- **Excerpt provided**:
+---+

They do it's just windows hides the .exe bit for "safety" reasons.


----------



## KrystyonWayne (May 13, 2013)

Ok but I keep getting 'heimdall.exe' is not recognized as an internal or external comand, operable program or batch file.


----------



## Furcht (Mar 4, 2013)

Are you in the directory that has the heimdall zip extracted and the cwm5_recovery.bin in? If so try it without the .exe bit.

Try this guide, I don't typically use windows and sometime to run programs via CLI you need the .exe bit but this should work for you. http://rootzwiki.com/topic/31301-how-to-root-and-rom-your-new-stratosphere-7282012/


----------



## KrystyonWayne (May 13, 2013)

Ive tried that but can't get the zadig file to work. I will try again in a little bit but not sure if it's me or computer or what but trying to figure out.


----------



## Furcht (Mar 4, 2013)

What part are you messing up on?


----------



## KrystyonWayne (May 13, 2013)

+---+

Reproduce the forum thread verbatim from "Try this guide, I" to "to figure out.". Work only from the forum thread above.

- **Material provided**:
+---+

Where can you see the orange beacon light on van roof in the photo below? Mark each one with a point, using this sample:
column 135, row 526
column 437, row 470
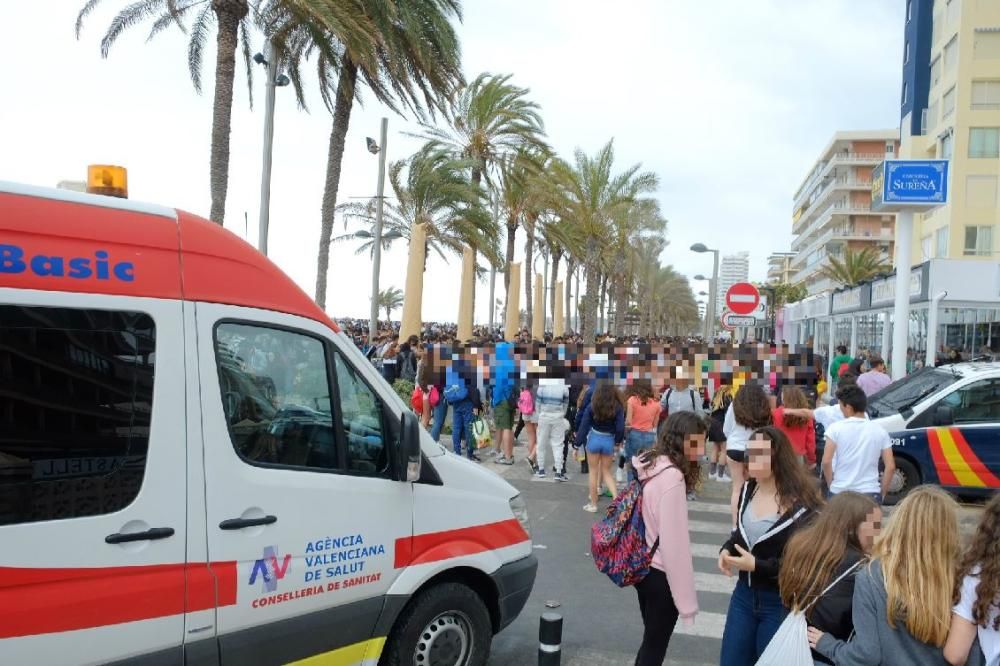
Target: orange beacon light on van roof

+---+

- **Written response**:
Try this guide, I don't typically use windows and sometime to run programs via CLI you need the .exe bit but this should work for you. http://rootzwiki.com/topic/31301-how-to-root-and-rom-your-new-stratosphere-7282012/


----------



## KrystyonWayne (May 13, 2013)

Ive tried that but can't get the zadig file to work. I will try again in a little bit but not sure if it's me or computer or what but trying to figure out.